**Task to complete**
Condense the paragraph of the North Dakota child custody text that begins "North Dakota's approach to custody language" into a short bulleted list that keeps its main facts.

North Dakota Child Custody Laws (2026): Types, Best Interests, and Your Rights

North Dakota Child Custody Laws: Types, Best Interests, and Your Rights
North Dakota courts decide child custody by the best interests of the child standard using the terms "residential responsibility" and "decision-making responsibility" rather than traditional "custody" language. The state has 13 enumerated statutory factors and no presumption of equal or joint parenting time.
How does North Dakota decide child custody?
North Dakota courts use the best interests of the child standard to decide all residential and decision-making arrangements for children. The controlling statute is NDCC §14-09-06.2, which lists 13 factors the court considers to reach an individualized determination for each family. Cases are heard in district court, and judges must evaluate the evidence presented at trial against each of the statutory factors.
North Dakota's approach to custody language is somewhat distinct. The state uses "residential responsibility" where many states say physical custody, and "decision-making responsibility" where others say legal custody. The formal court document that sets out the arrangement is called a parenting plan. These are not merely cosmetic differences; the statutory framework and case law are organized around this terminology, and understanding it helps parents navigate forms, orders, and attorney discussions.
Types of custody in North Dakota
Decision-making responsibility in North Dakota covers authority over major choices affecting a child's life: education, healthcare, religious upbringing, and similar significant decisions. It can be allocated solely to one parent or shared jointly.

Residential responsibility refers to the physical schedule, that is, where the child lives and when. One parent can be designated the primary residential parent while the other has defined parenting time, or the arrangement can be shared between households. Courts can also divide the two responsibilities independently, for example assigning joint decision-making while giving one parent primary residential time.
The older terms "legal custody" and "physical custody" do appear in some North Dakota court orders that predate recent statutory updates, so both sets of terms are sometimes used in practice. A parenting plan must be developed in all contested proceedings and serves as the comprehensive document governing the child's schedule, exchanges, and decision-making process.
Does North Dakota presume joint or 50/50 custody?
North Dakota does not presume that equal or joint residential responsibility is in a child's best interests. Each case is decided on its own facts under the 13-factor analysis in NDCC §14-09-06.2.

**Data excerpts**
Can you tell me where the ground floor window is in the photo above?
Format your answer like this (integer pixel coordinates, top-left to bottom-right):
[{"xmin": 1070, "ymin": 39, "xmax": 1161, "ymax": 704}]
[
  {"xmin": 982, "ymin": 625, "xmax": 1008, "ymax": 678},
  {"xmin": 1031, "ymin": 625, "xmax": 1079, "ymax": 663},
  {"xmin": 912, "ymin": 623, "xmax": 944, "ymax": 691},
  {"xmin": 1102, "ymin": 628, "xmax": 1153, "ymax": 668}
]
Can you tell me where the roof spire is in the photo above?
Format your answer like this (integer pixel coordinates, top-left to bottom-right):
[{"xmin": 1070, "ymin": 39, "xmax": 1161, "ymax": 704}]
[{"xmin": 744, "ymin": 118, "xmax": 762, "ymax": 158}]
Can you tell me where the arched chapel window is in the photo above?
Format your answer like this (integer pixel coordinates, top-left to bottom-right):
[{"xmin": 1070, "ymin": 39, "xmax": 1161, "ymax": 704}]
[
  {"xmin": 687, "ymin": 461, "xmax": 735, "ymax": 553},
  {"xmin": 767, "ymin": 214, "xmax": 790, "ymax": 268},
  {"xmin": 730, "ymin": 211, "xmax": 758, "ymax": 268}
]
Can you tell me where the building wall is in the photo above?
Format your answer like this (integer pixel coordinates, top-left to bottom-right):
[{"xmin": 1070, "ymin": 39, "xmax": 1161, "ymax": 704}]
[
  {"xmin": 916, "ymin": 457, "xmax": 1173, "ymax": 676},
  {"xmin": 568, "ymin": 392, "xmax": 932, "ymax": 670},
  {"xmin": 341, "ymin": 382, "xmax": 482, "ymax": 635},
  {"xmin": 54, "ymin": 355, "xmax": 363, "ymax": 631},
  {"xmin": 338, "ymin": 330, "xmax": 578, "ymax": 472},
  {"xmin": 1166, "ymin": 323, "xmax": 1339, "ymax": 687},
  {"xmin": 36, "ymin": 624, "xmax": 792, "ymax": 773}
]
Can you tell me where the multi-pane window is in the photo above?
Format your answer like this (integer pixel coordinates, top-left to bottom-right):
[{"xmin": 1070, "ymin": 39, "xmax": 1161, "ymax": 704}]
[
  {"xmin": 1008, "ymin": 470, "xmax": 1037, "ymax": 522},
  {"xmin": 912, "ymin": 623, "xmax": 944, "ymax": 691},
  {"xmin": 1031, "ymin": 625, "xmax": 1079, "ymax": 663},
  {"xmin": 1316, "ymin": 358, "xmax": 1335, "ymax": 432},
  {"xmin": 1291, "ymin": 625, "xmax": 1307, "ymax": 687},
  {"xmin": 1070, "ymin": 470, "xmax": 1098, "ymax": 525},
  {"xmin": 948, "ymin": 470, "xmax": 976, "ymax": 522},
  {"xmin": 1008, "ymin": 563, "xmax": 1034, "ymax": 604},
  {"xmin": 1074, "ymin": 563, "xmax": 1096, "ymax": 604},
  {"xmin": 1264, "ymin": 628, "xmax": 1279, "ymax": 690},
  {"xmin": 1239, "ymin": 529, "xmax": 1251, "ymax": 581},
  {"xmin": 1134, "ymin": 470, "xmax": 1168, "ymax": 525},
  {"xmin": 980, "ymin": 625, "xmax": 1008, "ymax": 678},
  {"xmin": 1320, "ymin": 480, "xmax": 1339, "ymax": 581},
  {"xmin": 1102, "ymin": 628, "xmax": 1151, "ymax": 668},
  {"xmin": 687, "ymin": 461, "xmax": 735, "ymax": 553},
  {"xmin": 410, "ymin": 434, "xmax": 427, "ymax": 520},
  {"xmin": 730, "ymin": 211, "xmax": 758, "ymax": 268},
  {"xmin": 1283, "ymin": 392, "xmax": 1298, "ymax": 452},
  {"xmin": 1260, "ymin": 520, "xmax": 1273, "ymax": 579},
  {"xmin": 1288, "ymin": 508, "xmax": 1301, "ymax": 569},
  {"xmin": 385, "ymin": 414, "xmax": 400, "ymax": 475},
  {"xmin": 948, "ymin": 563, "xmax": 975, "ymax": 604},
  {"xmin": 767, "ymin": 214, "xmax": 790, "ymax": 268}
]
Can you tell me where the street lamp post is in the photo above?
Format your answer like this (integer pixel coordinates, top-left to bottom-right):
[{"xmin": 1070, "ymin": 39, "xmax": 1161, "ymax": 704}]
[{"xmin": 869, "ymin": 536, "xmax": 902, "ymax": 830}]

**Answer to the problem**
- North Dakota uses "residential responsibility" where many states say physical custody.
- It uses "decision-making responsibility" where others say legal custody.
- The formal court document setting out the arrangement is called a parenting plan.
- The differences are not merely cosmetic: the statutory framework and case law are organized around this terminology.
- Understanding the terms helps parents navigate forms, orders, and discussions with attorneys.